» EXCERPTED PASSAGE:
Secondly, this concentration on the numbers misses the point. Since the Government got rid of the net-zero requirement for houses, we have built over a million and a half homes that are not fit for the future. Every one of them has meant that the housebuilders have taken the profit, while the cost of putting those homes right has been left with the purchaser of the home. That is a scandal which is shared between the Government, who were foolish enough to get rid of the net-zero requirement, and the housebuilders, who knew precisely what they were doing. One of them made so much money that it offered its chief executive £140 million as a bonus. He did not get all that in the end, but that was the situation.

My problem is that in the absence of a proper policy, we are talking about the wrong thing. We should not be talking about the numbers, except to say that we need significantly more homes. We should be talking about the quality of the homes and the places where they should be. I go back to my own experience as Housing Minister. We were very interested in ensuring that we built homes on already used land. We thought it important to recreate our cities. We thought that was just as important a part of this as the numbers. At the moment, I can drive back from my local railway station and see every little village, every little town, spreading out into the countryside, homes being built on good agricultural land and homes being built which are, by their nature, the creators of commuters, as there is nowhere else for people to work.

» EXCERPTED DATA:

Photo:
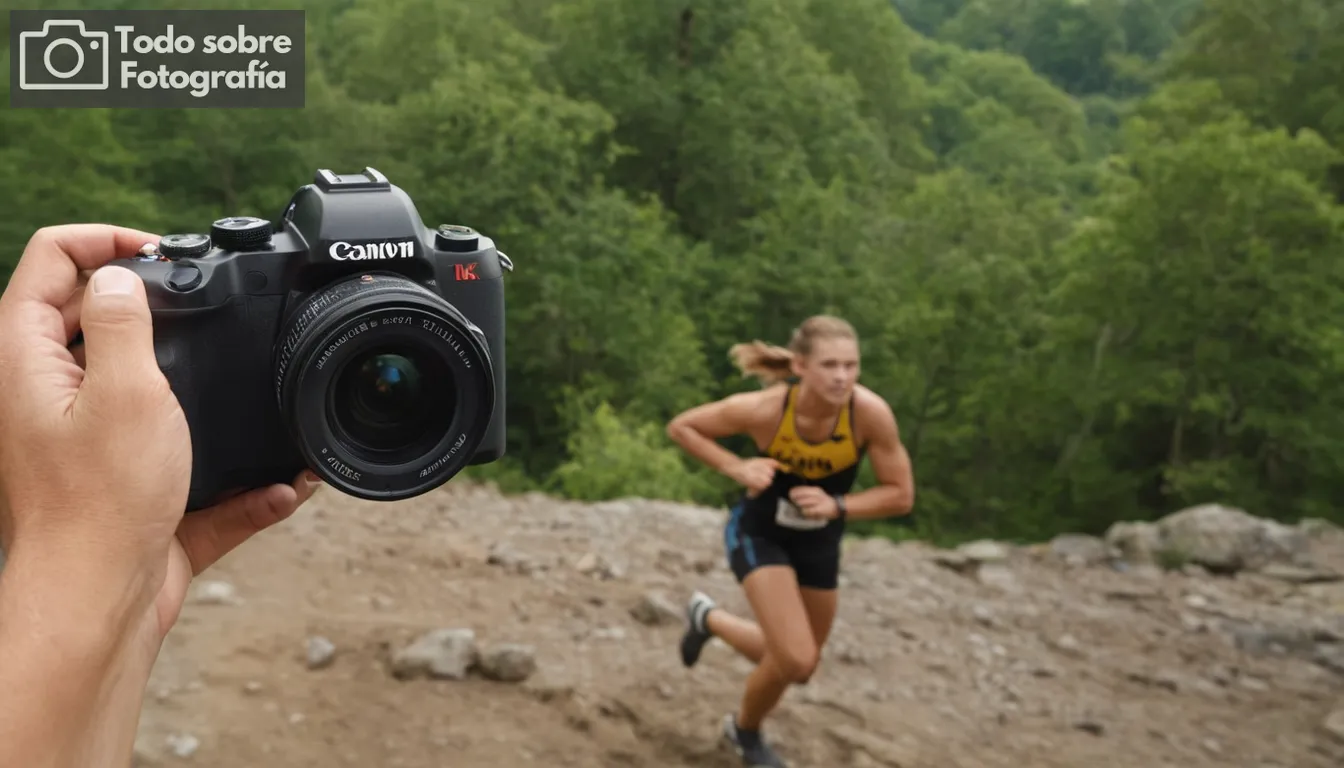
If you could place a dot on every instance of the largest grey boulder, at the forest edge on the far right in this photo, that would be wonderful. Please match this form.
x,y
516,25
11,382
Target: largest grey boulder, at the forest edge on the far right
x,y
1228,540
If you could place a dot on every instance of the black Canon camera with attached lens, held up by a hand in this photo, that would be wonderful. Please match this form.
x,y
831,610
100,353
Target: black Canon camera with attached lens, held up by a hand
x,y
347,338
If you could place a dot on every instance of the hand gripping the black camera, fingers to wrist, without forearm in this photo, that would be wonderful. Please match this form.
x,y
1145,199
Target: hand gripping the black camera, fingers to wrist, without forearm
x,y
95,450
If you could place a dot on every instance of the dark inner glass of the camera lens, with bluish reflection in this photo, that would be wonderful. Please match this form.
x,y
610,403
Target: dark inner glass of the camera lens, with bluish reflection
x,y
389,401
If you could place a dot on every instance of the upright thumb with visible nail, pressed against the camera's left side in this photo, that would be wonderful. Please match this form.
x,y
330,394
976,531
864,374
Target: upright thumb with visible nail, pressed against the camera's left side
x,y
119,342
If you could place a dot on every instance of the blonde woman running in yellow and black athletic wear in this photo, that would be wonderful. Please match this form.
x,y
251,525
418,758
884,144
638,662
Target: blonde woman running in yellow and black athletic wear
x,y
812,424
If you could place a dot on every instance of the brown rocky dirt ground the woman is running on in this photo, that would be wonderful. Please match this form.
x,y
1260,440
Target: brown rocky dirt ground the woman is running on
x,y
1025,662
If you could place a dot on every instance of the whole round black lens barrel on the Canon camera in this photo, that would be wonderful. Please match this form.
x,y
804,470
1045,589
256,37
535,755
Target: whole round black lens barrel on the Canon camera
x,y
388,389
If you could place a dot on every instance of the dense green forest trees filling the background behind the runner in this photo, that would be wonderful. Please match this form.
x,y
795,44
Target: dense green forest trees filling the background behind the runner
x,y
1095,248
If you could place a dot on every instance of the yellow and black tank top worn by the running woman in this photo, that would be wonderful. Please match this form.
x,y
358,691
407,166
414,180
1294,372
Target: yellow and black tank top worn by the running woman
x,y
831,465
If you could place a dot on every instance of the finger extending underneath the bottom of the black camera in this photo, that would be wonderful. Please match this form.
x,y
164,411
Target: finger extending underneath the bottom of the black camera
x,y
210,535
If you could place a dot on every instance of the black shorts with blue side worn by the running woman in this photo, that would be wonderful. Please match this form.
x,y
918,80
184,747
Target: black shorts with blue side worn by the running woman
x,y
814,558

» TASK ITEM:
Extract the portion of the housebuilding speech above between "Secondly, this concentration" and "was the situation.", inclusive.

» EXERCISE SOLUTION:
Secondly, this concentration on the numbers misses the point. Since the Government got rid of the net-zero requirement for houses, we have built over a million and a half homes that are not fit for the future. Every one of them has meant that the housebuilders have taken the profit, while the cost of putting those homes right has been left with the purchaser of the home. That is a scandal which is shared between the Government, who were foolish enough to get rid of the net-zero requirement, and the housebuilders, who knew precisely what they were doing. One of them made so much money that it offered its chief executive £140 million as a bonus. He did not get all that in the end, but that was the situation.